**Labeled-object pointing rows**
★ ★ ★ ★ ★ ★ ★

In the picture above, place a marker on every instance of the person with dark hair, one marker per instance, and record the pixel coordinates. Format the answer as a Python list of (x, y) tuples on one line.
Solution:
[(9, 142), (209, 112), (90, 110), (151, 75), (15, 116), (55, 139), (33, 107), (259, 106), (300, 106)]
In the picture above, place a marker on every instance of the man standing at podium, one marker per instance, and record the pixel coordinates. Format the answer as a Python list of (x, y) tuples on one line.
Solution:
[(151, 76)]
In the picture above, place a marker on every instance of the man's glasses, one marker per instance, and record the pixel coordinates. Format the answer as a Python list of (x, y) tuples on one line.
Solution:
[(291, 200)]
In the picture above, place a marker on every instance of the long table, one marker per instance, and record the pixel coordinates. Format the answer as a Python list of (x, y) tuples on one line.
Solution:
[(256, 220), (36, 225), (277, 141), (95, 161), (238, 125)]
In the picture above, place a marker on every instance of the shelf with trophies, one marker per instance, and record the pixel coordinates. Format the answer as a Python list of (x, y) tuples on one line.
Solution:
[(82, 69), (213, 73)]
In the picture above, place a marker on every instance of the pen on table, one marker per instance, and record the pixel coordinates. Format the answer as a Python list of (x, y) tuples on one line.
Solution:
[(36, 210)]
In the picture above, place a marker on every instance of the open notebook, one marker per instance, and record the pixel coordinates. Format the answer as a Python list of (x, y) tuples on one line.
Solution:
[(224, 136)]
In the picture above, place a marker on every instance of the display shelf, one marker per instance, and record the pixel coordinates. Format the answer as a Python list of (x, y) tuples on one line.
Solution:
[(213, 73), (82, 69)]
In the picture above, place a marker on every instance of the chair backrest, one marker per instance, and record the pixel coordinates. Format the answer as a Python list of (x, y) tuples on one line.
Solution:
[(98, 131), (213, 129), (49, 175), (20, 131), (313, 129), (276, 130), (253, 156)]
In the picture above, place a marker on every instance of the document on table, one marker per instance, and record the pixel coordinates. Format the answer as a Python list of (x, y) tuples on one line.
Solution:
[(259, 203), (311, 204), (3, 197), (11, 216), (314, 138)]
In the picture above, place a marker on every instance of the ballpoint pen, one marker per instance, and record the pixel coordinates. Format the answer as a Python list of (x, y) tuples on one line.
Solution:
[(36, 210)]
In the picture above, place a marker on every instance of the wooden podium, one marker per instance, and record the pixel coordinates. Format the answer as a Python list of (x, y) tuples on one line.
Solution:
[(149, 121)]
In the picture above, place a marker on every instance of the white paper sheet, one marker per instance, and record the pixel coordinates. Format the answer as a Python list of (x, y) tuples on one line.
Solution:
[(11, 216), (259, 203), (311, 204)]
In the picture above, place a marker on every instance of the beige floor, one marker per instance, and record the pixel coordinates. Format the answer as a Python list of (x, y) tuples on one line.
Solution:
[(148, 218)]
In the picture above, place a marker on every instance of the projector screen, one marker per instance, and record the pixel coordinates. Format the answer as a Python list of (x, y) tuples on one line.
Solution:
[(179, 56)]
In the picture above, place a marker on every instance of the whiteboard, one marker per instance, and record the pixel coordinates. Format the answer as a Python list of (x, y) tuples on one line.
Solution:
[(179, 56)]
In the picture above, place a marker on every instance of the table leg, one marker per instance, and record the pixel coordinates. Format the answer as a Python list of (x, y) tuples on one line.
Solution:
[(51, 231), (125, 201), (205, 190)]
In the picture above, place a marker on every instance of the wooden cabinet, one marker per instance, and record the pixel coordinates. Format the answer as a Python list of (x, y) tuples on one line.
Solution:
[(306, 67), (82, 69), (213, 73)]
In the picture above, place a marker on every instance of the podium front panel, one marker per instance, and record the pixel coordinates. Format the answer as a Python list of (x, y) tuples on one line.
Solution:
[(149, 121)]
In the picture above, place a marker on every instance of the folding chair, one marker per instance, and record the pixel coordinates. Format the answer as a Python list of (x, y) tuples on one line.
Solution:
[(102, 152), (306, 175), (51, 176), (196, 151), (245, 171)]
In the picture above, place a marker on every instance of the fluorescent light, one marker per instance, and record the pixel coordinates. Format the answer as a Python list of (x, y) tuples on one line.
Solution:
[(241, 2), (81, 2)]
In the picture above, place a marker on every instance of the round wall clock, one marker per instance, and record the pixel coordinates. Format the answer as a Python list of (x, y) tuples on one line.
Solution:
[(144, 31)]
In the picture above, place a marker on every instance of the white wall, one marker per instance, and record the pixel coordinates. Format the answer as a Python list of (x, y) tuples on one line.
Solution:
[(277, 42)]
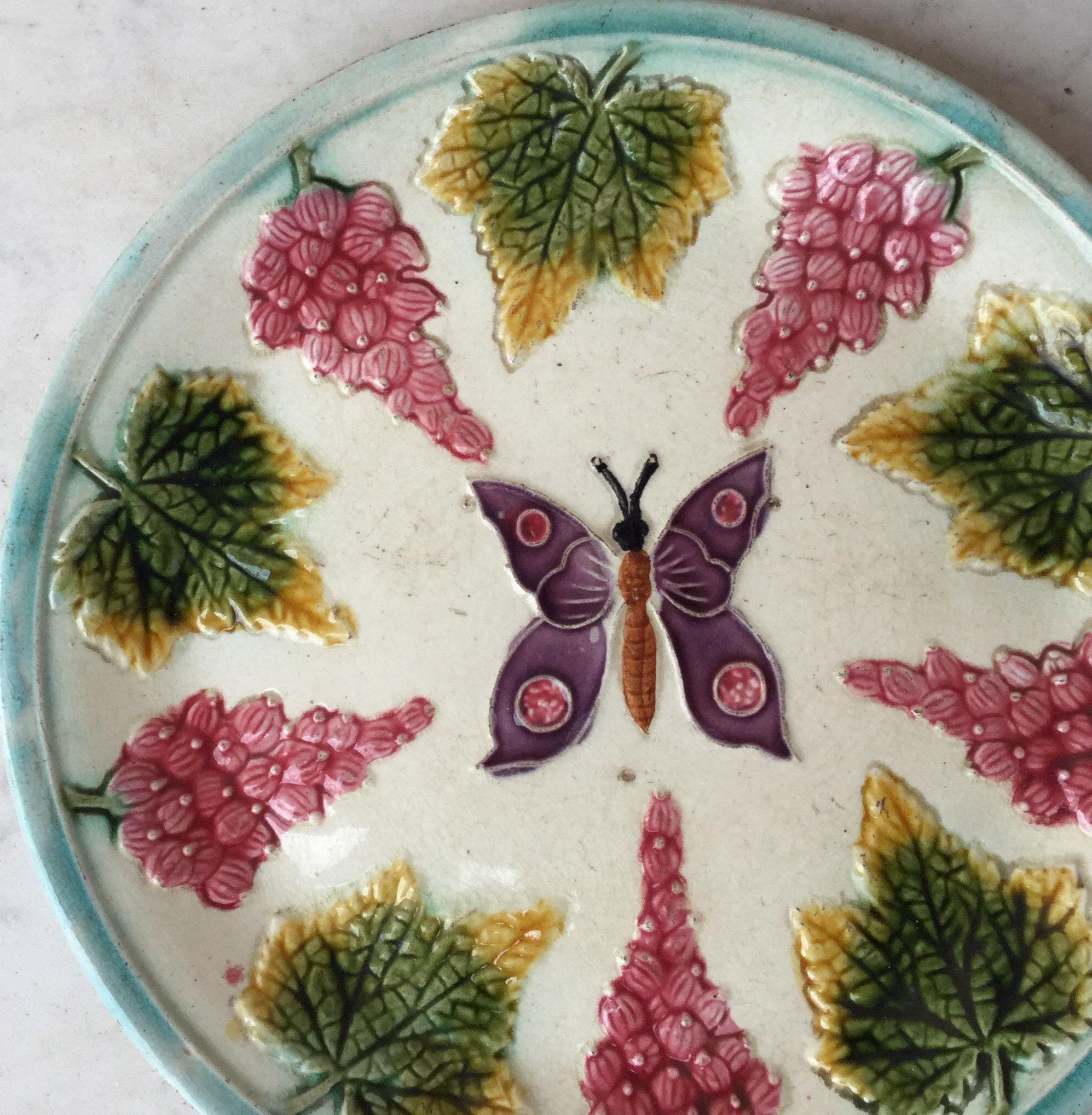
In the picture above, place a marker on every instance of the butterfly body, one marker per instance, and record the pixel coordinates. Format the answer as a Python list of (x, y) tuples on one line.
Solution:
[(638, 646), (548, 687)]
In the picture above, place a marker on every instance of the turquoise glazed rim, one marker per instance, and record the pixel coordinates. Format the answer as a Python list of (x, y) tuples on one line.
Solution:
[(22, 575)]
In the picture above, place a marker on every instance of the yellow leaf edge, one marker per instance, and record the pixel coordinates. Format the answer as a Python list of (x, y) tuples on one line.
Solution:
[(534, 302), (299, 609), (1009, 323), (644, 276), (508, 940), (304, 481), (894, 813)]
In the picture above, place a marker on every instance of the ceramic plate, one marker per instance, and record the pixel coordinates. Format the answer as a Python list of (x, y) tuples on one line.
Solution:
[(552, 441)]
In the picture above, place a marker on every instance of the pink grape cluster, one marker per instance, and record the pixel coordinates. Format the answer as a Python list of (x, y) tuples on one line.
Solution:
[(337, 277), (1025, 720), (862, 229), (208, 792), (671, 1045)]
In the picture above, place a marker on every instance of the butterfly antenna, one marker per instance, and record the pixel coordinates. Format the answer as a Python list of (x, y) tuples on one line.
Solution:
[(604, 470), (646, 475)]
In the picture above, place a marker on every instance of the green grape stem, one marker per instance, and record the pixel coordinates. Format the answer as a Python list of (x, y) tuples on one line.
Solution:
[(954, 161), (303, 172), (79, 800)]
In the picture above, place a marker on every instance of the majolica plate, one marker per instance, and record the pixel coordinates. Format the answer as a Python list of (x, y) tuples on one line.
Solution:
[(554, 578)]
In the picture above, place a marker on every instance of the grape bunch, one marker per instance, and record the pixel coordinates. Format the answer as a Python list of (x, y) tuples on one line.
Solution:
[(336, 275), (203, 794), (862, 229), (671, 1044), (1024, 720)]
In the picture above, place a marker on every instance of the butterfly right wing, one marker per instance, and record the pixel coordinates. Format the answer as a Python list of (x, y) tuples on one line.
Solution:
[(547, 690)]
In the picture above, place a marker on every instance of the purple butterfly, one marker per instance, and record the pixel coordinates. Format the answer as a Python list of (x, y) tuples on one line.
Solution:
[(546, 695)]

★ ★ ★ ★ ★ ★ ★

Arrange the rows above as a two-column CSV headed "text" and "answer", one line per row, with each field in double quotes and line breaks replaced by spaces. Leave the pictures out.

**Expected output**
text,answer
"In the picture above, place a marker on every instance of the person with dark hair, one marker per instance, and record the pixel coordinates. Format the answer as a Python list of (x, y) tuples on one line. Solution:","[(9, 142), (209, 112), (90, 110), (151, 75), (15, 116), (55, 139), (33, 107), (259, 106), (300, 106)]"
"In the picture above, place a marker on every instance of the man standing at podium, one marker per instance, and record the pixel coordinates. Format the answer as a Python list of (x, y) tuples on one line. Solution:","[(151, 76)]"
"In the picture above, place a marker on every instance of the man's glasses, one marker per instance, and record the pixel coordinates. Format the answer as a Python list of (x, y) tuples on one line. Solution:","[(291, 200)]"
"In the picture above, place a marker on every instance of the long table, one marker per instance, and record the pixel coordinates. Format the answer as a Python list of (x, y) tuples on one line. Solution:","[(256, 220), (36, 225), (277, 141), (95, 161), (238, 125)]"
"In the picture above, place a marker on every instance of the shelf with trophies, one marker per instance, and record the pixel coordinates. Format the answer as a Python list of (x, y) tuples on one line. Solution:","[(82, 69), (213, 73)]"
"In the picture above, place a marker on every instance of the pen on table, one marker per instance, and record the pixel coordinates. Format the answer as a Python list of (x, y) tuples on one line. Solution:","[(36, 210)]"
"In the picture above, place a marker on every instance of the open notebook, one marker per instance, and record the pixel coordinates. Format the answer as a Python list of (x, y) tuples on one line. Solution:","[(224, 136)]"
"In the picture above, place a marker on every instance of the display shelf, one marker per instance, and record the pixel coordinates. Format the answer as a Python list of (x, y) tuples on one line. Solution:","[(213, 73), (82, 69)]"
"In the picture above, place a marker on every instance of the chair backrest, one marker per instance, and record the pixel coordinates. Format the answer as a Python list of (x, y) tuples on one line. Solution:","[(98, 131), (213, 129), (49, 175), (20, 131), (313, 129), (276, 130), (253, 156)]"
"In the picture above, place a marker on every instance of the document on table, one marker per instance, and record the pixel coordinates. Format the answer as a Python list of (x, y) tuples on one line. Solution:","[(259, 203), (311, 204), (3, 197), (11, 216), (314, 138)]"
"In the picture above, place a marker on every instance of the ballpoint pen, one marker per instance, and record the pixel coordinates. Format the answer as a Python list of (x, y) tuples on one line. Solution:","[(36, 210)]"
"In the picture above, place a marker on every instance of the wooden podium, one marker per instance, and record the pixel coordinates. Format the answer as a Python list of (x, y) tuples on one line. Solution:","[(149, 121)]"
"In the picture above, place a marker on every instance of the white paper sheet, one marker per instance, and record the pixel coordinates. Format the answer as a Python list of (x, y) tuples on one line. Solution:","[(11, 216), (259, 203), (311, 204)]"
"In the picture above, place a marker on every instance of the beige floor, one marker per instance, and record the pixel coordinates. Format the answer as a Python list of (x, y) tuples on one line. Solution:","[(148, 218)]"
"In the picture above, place a marker on every instance of the projector screen, one marker per instance, and record the pixel coordinates. Format the answer as a Python list of (x, y) tuples on one line. Solution:","[(179, 56)]"
"In the picture above, place a marker on every instance of the whiteboard, one marker per instance, and record the pixel coordinates. Format the answer as a Python list of (x, y) tuples on one line. Solution:","[(179, 56)]"
"In the picture above, place a marker on every instance of the table leg, one marker per instance, and record the pixel coordinates. Format the answer as a Python list of (x, y) tuples on one line. Solution:","[(51, 231), (125, 201), (205, 190)]"
"In the picture above, place a marker on every instance of the wooden cabinet, one marker per instance, and record the pixel coordinates. Format the answer as a Python list of (x, y) tuples on one line. Solution:","[(306, 67), (82, 69), (213, 73)]"
"In the picture above, place a marker on every instance of the podium front panel, one marker per instance, and record the pixel coordinates. Format the answer as a Python list of (x, y) tuples on one line. Solution:","[(149, 121)]"
"In the picture above, place a marker on every instance of the folding chair, one marker per instance, and record the pixel coordinates. Format the answer as a Python list of (x, y) tuples on one line. Solution:","[(102, 152), (306, 175), (51, 176), (196, 151), (245, 171)]"
"In the picture above, place a marker on every instance of the fluorescent light, one marker per instance, and record the pixel coordinates. Format the answer as a Python list of (x, y) tuples on one line. Solution:","[(241, 2), (81, 2)]"
"In the picture above, place a marker on every instance of the round wall clock, one marker per instance, and record the pixel coordinates. Format the answer as a Python list of (x, y) tuples on one line. Solution:","[(144, 31)]"
"In the picture above, place a marker on every instance of the white wall, one marker per instance, and record the pixel coordinates. Format the answer as a Python list of (x, y) tuples on one line. Solution:","[(277, 42)]"
"In the picture above, place a marker on every instance of the butterfly body, one marker per instance, and record the pixel coordinates. Format the answer as a Python list of (x, y) tuples on one line. Solution:","[(638, 646), (548, 687)]"
"In the picture above, place a marker on every instance of the turquoise glazed rim, one marker per instance, and record the pixel coordinates. Format the answer as a Python list of (x, y) tuples on one line. Solution:","[(22, 575)]"
"In the picture above, place a marker on every instance of the yellow leaf edge, one marker per instance, and record the pixel coordinates. Format the answer as a Python list of (x, y) tuples on one line. Solution:","[(534, 302), (299, 609), (1009, 323), (644, 276), (508, 940), (304, 481), (894, 813)]"
"In the picture above, place a marker on every instance of the ceramic plate, one marker per instance, and record the pixel coordinates. Format the answer as a Python list of (x, y) tuples on one line. Solution:","[(552, 441)]"
"In the picture above, place a marker on every instance of the pink grape cluster, one marker per instance, and record the pixel coordinates. Format the answer as a Python list of (x, y) tuples on one line. Solution:","[(337, 277), (1025, 720), (862, 229), (208, 792), (671, 1045)]"
"In the picture above, place a marker on every instance of the butterfly antenna, one marker per instance, and record the pixel coordinates. Format the answer as a Python list of (x, y) tuples on one line. Solution:","[(604, 470), (646, 475)]"
"In the picture above, place a marker on every instance of the green grape stem, one marker per instance, and record the pixel coordinates. Format the answer as a Python list of (x, y) tuples on one line. Solution:","[(954, 161), (303, 172), (79, 800)]"
"In the picture above, place a marker on every instance of the majolica plate, one marker per instance, and record the pixel coordinates. Format the answer as a Python list of (x, y) tuples on one line. Solution:","[(554, 578)]"
"In the picture above, place a marker on every instance of the grape bunch, one marker per instance, and record the pixel coordinates. Format the answer as a Python list of (x, y) tuples on one line. Solution:","[(336, 275), (203, 794), (862, 229), (671, 1044), (1024, 720)]"
"In the picture above, place a marker on every instance of the butterfly right wing, one marker per instance, and record the pixel coordinates. Format the answer as a Python list of (x, y) tuples on one line. Solution:","[(547, 690)]"
"In the picture above, place a marker on every instance of the purple butterfly, one marker per instance, and record the pixel coordinates. Format the answer as a Python list of (x, y) tuples on one line. Solution:","[(546, 695)]"